■ TAREFA A:
Responda às perguntas seguintes com base no documento:
(i) Em que data foi instaurado o proc. C-168/2020?
(ii) Que percentagem de redução pretende o Requerente ver aplicada também à componente ambiental?
(iii) Em que data foi constituído o tribunal arbitral singular?

8. Ora, acontece que a redução do montante residual de imposto aplicada nos termos do CISV apenas incide sobre a componente da cilindrada, ignorando a componente ambiental,

 

9. O que permite à AT cobrar um imposto sobre os veículos importados, com base num valor superior ao valor real do veículo, o que gera uma discriminação fiscal proibida por aquela norma do TFUE.

 

10. Essa circunstância está na origem de um novo processo de infracção da Comissão europeia contra Portugal que – não tendo o nosso país adequado a sua legislação nos termos indicados no parecer fundamentado daquela instituição europeia – resultou na instauração, em 23.04.2020, do proc. C-168/2020.

 

11. A mesma circunstância foi já objecto de, pelo menos, oito decisões arbitrais do CAAD (duas delas transitadas em julgado) que, com base nos mesmo fundamentos, anularam parcialmente a liquidação de ISV na parte respeitante à não redução da componente CO2 (Proc.os 572/2018-T, 346/2019-T, 348/2018-T, 350/2019-T, 459/2019-T, 466/2019-T e 776/2019-T)

 

12. Pretende, por isso, o Requerente que a redução de 35% aplicada à componente cilindrada seja também aplicada à componente ambiental, o que implica uma descida do ISV a pagar, no caso em questão, em € 3.165,14 (35% de 9.043,27).

 

 

13. Em 21.07.2020, o pedido de constituição do Tribunal Arbitral foi aceite pelo Ex.mo Senhor Presidente do CAAD e seguiu a sua normal tramitação, nomeadamente com a notificação à AT, em 28.07.2020.

 

14. Em conformidade com os artigos 5.º/3 a), 6.º/2 a) e 11.º/1 a), todos do RJAT, o Conselho Deontológico do CAAD designou o árbitro do tribunal arbitral singular que comunicou a aceitação do encargo no prazo aplicável.

 

15. As partes, notificadas dessa designação em 9.9.2020, não se opuseram, nos termos dos artigos 11.º/1 a) e b) e 8.º do RJAT, 6.º e 7.º do Código Deontológico do CAAD, sendo o tribunal arbitral singular constituído em 12.10.2020.

 

16. Em 20.11.2020, a Requerida apresentou resposta, na qual se defende por excepção e por impugnação, pugnando pela improcedência do pedido e consequente absolvição, e juntou o processo administrativo.

■ DADOS ARMAZENADOS:
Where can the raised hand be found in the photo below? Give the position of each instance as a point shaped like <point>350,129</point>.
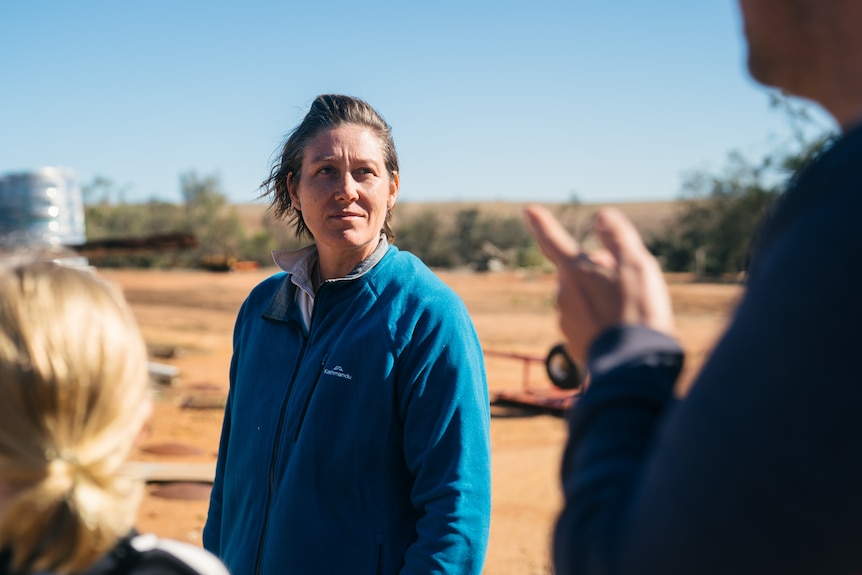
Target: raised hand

---

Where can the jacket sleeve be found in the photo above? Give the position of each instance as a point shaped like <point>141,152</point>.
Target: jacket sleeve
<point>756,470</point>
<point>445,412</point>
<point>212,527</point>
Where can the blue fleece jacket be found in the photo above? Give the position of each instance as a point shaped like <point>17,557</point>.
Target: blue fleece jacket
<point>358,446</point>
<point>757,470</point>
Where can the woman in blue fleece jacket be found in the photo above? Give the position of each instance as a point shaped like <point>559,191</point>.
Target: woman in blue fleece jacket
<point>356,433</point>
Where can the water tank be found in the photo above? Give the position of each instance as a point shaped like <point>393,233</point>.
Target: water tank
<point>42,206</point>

--

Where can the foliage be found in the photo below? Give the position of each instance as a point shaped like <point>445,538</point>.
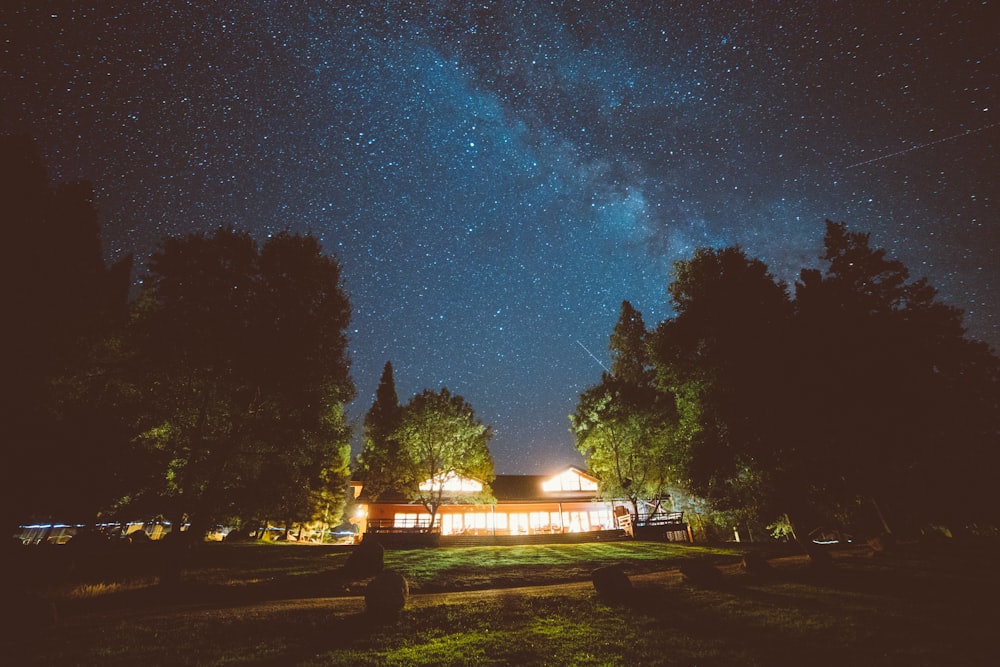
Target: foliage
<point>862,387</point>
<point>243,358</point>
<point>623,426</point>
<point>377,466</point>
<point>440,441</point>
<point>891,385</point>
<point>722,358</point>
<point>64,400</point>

■ TAREFA B:
Atualize, na listagem, tudo desde a linha que contém "Where can the jacket" até à linha que contém "<point>757,470</point>", inclusive, trocando "blue fleece jacket" por "navy fleece jacket" sem alterar mais nada. Devolva apenas essas linhas.

■ RESPOSTA CORRETA A:
(i) Em 23.04.2020.
(ii) 35%.
(iii) Em 12.10.2020.

■ RESPOSTA CORRETA B:
Where can the jacket sleeve be found in the photo above? Give the position of each instance as a point shaped like <point>141,152</point>.
Target: jacket sleeve
<point>756,470</point>
<point>445,412</point>
<point>212,527</point>
Where can the navy fleece jacket be found in the photo above? Give the position of each instance as a point shaped like <point>17,557</point>.
Target: navy fleece jacket
<point>358,446</point>
<point>757,470</point>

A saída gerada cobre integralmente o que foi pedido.